Reproduce each line below without any alteration.

++++

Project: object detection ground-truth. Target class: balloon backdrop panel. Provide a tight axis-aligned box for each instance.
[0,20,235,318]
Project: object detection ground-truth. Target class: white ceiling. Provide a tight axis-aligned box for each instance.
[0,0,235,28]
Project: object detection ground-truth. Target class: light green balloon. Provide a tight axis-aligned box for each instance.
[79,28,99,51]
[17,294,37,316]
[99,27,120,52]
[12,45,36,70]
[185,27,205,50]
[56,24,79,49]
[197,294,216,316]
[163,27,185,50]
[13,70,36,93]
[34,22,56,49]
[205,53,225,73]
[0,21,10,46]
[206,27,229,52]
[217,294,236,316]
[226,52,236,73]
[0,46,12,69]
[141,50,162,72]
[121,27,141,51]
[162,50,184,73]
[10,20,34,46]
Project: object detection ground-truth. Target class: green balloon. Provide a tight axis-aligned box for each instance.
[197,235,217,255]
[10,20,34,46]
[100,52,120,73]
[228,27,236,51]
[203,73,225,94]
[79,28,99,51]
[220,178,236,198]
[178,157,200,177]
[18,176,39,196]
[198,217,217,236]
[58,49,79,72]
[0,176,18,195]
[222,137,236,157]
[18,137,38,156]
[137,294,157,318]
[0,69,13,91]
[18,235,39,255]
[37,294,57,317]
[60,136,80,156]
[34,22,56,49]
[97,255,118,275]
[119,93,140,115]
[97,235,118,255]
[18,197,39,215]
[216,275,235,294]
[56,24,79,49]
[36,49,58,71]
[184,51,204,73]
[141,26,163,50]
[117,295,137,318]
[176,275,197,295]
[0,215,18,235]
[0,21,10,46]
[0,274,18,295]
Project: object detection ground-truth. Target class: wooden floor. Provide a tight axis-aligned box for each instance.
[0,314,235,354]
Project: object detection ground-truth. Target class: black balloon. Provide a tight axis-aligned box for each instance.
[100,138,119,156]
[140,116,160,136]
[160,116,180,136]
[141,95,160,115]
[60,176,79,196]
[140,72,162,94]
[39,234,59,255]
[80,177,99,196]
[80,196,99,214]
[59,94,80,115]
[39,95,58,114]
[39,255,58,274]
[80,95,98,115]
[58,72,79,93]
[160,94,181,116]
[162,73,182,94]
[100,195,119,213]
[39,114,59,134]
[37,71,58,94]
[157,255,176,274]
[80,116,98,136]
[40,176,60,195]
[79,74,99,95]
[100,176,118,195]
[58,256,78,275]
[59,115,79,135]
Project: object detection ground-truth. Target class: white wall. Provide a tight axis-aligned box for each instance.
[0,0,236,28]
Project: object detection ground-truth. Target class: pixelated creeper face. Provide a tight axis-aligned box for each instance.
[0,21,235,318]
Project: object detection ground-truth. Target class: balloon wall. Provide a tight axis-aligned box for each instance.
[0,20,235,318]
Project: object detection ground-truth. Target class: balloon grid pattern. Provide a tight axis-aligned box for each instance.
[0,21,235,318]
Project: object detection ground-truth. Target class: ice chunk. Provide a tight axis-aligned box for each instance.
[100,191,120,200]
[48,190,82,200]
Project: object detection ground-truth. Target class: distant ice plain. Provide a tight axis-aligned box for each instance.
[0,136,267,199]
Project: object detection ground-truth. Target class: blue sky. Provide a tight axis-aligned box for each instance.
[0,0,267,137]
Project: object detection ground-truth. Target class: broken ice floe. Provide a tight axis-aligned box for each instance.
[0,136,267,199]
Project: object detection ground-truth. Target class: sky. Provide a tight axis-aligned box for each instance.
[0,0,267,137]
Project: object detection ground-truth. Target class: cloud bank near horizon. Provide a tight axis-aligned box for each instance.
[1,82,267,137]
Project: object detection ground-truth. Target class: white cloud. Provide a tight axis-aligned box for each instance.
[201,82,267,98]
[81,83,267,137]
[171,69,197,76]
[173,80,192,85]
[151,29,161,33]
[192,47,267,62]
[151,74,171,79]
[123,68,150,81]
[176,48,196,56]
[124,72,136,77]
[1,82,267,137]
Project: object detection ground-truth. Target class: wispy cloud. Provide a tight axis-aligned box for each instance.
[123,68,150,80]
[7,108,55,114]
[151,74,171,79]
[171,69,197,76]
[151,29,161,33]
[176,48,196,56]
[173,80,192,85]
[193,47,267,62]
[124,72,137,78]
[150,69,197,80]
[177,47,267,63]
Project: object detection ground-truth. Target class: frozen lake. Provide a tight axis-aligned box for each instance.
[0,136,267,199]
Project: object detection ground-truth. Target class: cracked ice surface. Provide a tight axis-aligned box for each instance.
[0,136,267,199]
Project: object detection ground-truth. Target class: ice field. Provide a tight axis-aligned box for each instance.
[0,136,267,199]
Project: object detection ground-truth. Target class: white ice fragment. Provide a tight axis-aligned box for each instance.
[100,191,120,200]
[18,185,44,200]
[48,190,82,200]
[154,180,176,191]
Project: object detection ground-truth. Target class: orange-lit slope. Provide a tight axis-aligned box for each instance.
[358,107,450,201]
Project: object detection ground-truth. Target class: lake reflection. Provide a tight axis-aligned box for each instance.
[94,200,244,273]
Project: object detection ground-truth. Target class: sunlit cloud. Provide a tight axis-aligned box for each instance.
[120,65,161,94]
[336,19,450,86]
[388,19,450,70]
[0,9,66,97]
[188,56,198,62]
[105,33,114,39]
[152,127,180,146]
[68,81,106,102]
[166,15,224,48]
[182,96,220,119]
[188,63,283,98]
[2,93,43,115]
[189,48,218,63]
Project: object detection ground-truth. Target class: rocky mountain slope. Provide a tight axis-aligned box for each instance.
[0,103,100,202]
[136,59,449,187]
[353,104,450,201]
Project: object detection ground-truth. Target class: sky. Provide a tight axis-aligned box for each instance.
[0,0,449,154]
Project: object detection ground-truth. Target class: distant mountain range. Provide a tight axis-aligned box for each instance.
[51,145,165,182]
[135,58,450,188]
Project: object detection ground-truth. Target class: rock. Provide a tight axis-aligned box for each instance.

++++

**Worked solution**
Project: object detection ground-truth. Target class: balloon backdrop panel. Provide a tight axis-aligned box for each instance.
[0,20,235,318]
Project: object detection ground-truth. Target class: white ceiling. Provide a tight axis-aligned box for each instance.
[0,0,235,28]
Project: object detection ground-truth. Target class: light green balloon. Provide a tight axis-aligned box for each instance.
[79,28,99,51]
[17,294,37,316]
[99,27,120,52]
[12,45,36,70]
[185,27,205,50]
[56,24,79,49]
[197,294,216,316]
[163,27,185,50]
[13,70,36,93]
[34,22,56,49]
[205,53,225,73]
[0,21,10,46]
[206,27,229,52]
[217,294,236,316]
[226,52,236,73]
[0,46,12,69]
[141,50,162,72]
[121,27,141,51]
[162,50,184,73]
[10,20,34,46]
Project: object detection ground-truth. Target class: green balloon. Provide a tight axis-aligned box for each instance.
[197,235,217,255]
[10,20,34,46]
[100,52,120,73]
[228,27,236,51]
[203,73,225,94]
[79,28,99,51]
[220,178,236,198]
[178,157,200,177]
[18,176,39,196]
[198,217,217,236]
[58,49,79,72]
[0,176,18,195]
[222,137,236,157]
[18,137,38,156]
[137,294,157,318]
[0,69,13,91]
[18,235,39,255]
[37,294,57,317]
[60,136,80,156]
[34,22,56,49]
[97,255,118,275]
[119,93,140,115]
[97,235,118,255]
[18,197,39,215]
[216,275,235,294]
[56,24,79,49]
[36,49,58,71]
[184,51,204,73]
[141,26,163,50]
[117,295,137,318]
[176,275,197,295]
[0,215,18,235]
[0,21,10,46]
[0,274,18,295]
Project: object detection ground-truth. Target class: wooden floor. Provide a tight axis-aligned box for each instance.
[0,314,235,354]
Project: object detection ground-truth. Target class: black balloon. Provide a tight axis-aligned box for each instance.
[100,138,119,156]
[140,116,160,136]
[160,116,180,136]
[141,95,160,115]
[60,176,79,196]
[140,72,162,94]
[39,234,59,255]
[80,177,99,196]
[80,196,99,214]
[59,94,80,115]
[39,95,58,114]
[39,255,58,274]
[80,95,98,115]
[58,72,79,93]
[160,94,181,116]
[162,73,182,94]
[100,195,119,213]
[39,114,59,134]
[37,71,58,94]
[157,255,176,274]
[80,116,98,136]
[40,176,60,195]
[79,74,99,95]
[100,176,118,195]
[58,256,78,275]
[59,115,79,135]
Project: object detection ground-truth. Target class: white wall. Provide a tight axis-aligned box for each instance.
[0,0,236,28]
Project: object detection ground-truth. Target class: pixelated creeper face. Provide a tight axis-aligned box for each instance.
[0,21,235,318]
Project: object detection ground-truth. Target class: balloon wall. Provide a tight axis-aligned box for each instance.
[0,20,235,318]
Project: object detection ground-truth. Target class: balloon grid pattern. Provide a tight axis-aligned box for each instance.
[0,21,235,318]
Project: object detection ground-truth. Target class: ice chunk. Provide a tight axis-aligned box for each instance.
[100,191,120,200]
[48,190,82,200]
Project: object detection ground-truth. Target class: distant ice plain. Provide a tight axis-aligned box for each instance.
[0,136,267,199]
Project: object detection ground-truth. Target class: blue sky. Provide a tight axis-aligned box for each instance.
[0,0,267,137]
Project: object detection ground-truth. Target class: broken ice floe. Provide a tight axis-aligned box for each instance.
[0,136,267,199]
Project: object detection ground-truth. Target class: sky. Provide a tight axis-aligned box for each instance.
[0,0,267,137]
Project: object detection ground-truth. Target class: cloud bank near horizon. Provide a tight axis-aligned box for each instance.
[1,82,267,137]
Project: object detection ground-truth. Target class: white cloud. Provide a tight axis-aligned box for each instance.
[201,82,267,98]
[81,83,267,137]
[171,69,197,76]
[173,80,192,85]
[151,29,161,33]
[192,47,267,62]
[151,74,171,79]
[123,68,150,81]
[176,48,196,56]
[124,72,136,77]
[1,82,267,137]
Project: object detection ground-truth. Target class: wispy cloud. Provide a tight axis-aligned box for each instance.
[123,68,150,80]
[7,108,55,114]
[151,74,171,79]
[171,69,197,76]
[151,29,161,33]
[176,48,196,56]
[173,80,192,85]
[193,47,267,62]
[124,72,137,78]
[150,69,197,80]
[177,47,267,63]
Project: object detection ground-truth. Target class: frozen lake. Provide a tight axis-aligned box for each instance.
[0,136,267,199]
Project: object detection ground-truth. Target class: cracked ice surface. Provide a tight axis-aligned box for each instance.
[0,136,267,199]
Project: object detection ground-truth. Target class: ice field. Provide a tight axis-aligned box for each instance.
[0,136,267,199]
Project: object detection ground-truth. Target class: white ice fragment. Provide a tight axis-aligned box for each instance.
[100,191,120,200]
[18,185,44,200]
[48,190,82,200]
[154,180,176,191]
Project: object detection ground-truth. Target class: orange-lit slope. Provide a tight axis-aligned box for each instance.
[358,107,450,201]
Project: object detection ground-truth. Target class: lake reflection. Provide a tight axis-aligned box for each instance.
[94,200,244,273]
Project: object detection ground-truth. Target class: sunlit cloud. Provide a tight axis-aligned box for each instance.
[120,65,161,94]
[336,19,450,86]
[388,19,450,70]
[0,9,66,97]
[188,56,198,62]
[105,33,114,39]
[152,127,180,146]
[68,81,106,102]
[166,15,224,48]
[182,96,220,119]
[188,63,283,98]
[2,93,43,115]
[189,48,218,63]
Project: object detection ground-truth. Target class: rocky mountain slope. Provide a tight axis-aligned box for each instance.
[0,103,100,202]
[136,59,449,187]
[353,104,450,201]
Project: object detection ground-truth. Target class: sky. Provide a tight axis-aligned box for each instance.
[0,0,449,154]
Project: object detection ground-truth. Target class: distant mountain range. Provide a tight axis-aligned box for each instance.
[51,145,165,182]
[135,58,450,188]
Project: object detection ground-truth. Target class: rock. Provide a tight axis-aligned box for each instance.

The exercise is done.